◆ Vorliegender Text:
# # # # #

Für das Hilfsgeschäft würde nur dann keine Steuerbefreiung zustehen, wenn steuerfreie mit steuerpflichtigen Umsätzen (z.B. Medikamentenverkäufe aus Hausapotheke) zusammentreffen. In den meisten Fällen liegen solche umsatzsteuerpflichtigen Nebengeschäfte nicht vor.
Divergierende Judikatur des Bundesfinanzgerichtes zu Veräußerung von Patientenstock
Das Bundesfinanzgericht (2. Instanz im Abgabenverfahren) hat im Jahr 2014 in einem Erkenntnis (BFG vom 28.02.2014, RV/2100756/2012) erstmalig konträr zu der nach wie vor aufrechten Rechtsmeinung des Finanzministeriums entschieden. Konkret ging es um die Veräußerung der Daten der Patientenkartei durch einen (Kassen) Arzt für Allgemeinmedizin.

# # # # #

◆ Erfasste Angaben:
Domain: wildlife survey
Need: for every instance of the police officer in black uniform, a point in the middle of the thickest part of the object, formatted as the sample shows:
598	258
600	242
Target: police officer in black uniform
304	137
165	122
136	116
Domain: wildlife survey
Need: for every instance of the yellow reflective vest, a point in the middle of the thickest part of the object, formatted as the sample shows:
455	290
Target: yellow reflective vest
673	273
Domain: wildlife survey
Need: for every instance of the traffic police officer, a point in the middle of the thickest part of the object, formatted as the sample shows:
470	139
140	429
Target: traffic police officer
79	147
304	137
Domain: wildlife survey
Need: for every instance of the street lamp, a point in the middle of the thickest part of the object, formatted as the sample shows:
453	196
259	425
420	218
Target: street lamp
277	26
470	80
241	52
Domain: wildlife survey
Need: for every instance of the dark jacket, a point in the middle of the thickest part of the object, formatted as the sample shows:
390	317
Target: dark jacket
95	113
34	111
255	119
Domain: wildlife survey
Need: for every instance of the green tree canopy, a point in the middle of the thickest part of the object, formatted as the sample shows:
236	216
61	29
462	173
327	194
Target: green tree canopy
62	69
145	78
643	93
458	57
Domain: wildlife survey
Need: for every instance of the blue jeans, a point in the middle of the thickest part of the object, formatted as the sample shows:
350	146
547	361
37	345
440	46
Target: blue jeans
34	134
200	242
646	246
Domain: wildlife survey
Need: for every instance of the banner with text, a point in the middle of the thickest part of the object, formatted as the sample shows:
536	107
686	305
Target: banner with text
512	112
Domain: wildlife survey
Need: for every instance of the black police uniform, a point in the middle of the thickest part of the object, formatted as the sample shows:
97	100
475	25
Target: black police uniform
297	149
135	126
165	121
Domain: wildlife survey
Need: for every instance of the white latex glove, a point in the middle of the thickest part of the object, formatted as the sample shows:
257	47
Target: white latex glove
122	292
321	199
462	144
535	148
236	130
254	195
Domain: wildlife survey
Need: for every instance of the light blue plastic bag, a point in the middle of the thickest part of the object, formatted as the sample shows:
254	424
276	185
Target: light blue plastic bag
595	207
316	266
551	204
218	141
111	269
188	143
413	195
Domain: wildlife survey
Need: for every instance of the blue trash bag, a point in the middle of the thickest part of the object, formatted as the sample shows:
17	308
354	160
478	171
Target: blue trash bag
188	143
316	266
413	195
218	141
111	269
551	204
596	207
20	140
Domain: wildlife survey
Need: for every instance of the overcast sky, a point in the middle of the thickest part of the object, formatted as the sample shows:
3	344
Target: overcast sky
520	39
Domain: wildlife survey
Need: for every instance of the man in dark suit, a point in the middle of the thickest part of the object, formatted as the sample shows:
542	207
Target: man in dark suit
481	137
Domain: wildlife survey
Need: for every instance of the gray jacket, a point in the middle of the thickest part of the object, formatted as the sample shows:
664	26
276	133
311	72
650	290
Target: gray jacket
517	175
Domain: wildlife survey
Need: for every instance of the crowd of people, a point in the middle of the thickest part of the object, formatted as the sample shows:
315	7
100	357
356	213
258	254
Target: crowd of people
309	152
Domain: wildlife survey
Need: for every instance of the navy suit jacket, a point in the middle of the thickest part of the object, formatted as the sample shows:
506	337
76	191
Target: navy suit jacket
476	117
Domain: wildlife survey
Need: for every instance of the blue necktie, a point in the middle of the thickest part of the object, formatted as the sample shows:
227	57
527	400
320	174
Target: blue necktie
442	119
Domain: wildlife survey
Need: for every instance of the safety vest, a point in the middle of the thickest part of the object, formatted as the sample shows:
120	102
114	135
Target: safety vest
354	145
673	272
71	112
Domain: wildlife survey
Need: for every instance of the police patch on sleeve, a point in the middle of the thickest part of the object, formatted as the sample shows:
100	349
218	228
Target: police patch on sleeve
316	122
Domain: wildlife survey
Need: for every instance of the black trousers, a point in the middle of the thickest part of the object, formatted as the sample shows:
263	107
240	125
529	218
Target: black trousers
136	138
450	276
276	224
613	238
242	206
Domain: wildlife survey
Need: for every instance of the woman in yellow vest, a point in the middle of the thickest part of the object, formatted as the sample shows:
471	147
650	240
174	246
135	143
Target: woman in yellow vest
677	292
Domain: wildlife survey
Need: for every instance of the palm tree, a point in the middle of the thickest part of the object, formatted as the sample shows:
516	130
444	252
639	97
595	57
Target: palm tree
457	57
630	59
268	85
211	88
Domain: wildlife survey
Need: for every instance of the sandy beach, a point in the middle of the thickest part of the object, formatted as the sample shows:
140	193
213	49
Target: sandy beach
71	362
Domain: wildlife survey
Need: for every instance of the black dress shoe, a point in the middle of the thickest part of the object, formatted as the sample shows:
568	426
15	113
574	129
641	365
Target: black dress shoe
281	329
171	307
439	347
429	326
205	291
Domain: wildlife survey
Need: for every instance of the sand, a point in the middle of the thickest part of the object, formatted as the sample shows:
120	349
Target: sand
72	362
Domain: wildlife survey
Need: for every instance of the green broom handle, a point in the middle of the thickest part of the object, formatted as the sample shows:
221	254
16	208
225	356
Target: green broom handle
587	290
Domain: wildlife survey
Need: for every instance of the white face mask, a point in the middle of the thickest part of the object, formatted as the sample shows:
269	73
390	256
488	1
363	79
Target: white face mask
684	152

# # # # #

◆ Aufgaben zur Übung:
A: Kopieren Sie bitte aus dem vorliegenden Text den Abschnitt von „Für das Hilfsgeschäft“ bis „Nebengeschäfte nicht vor.“ wortgetreu.
B: Welche Instanz im Abgabenverfahren ist laut dem vorliegenden Text das Bundesfinanzgericht?

◆ Lösungen je Aufgabe:
A:
Für das Hilfsgeschäft würde nur dann keine Steuerbefreiung zustehen, wenn steuerfreie mit steuerpflichtigen Umsätzen (z.B. Medikamentenverkäufe aus Hausapotheke) zusammentreffen. In den meisten Fällen liegen solche umsatzsteuerpflichtigen Nebengeschäfte nicht vor.

B: Die 2. Instanz.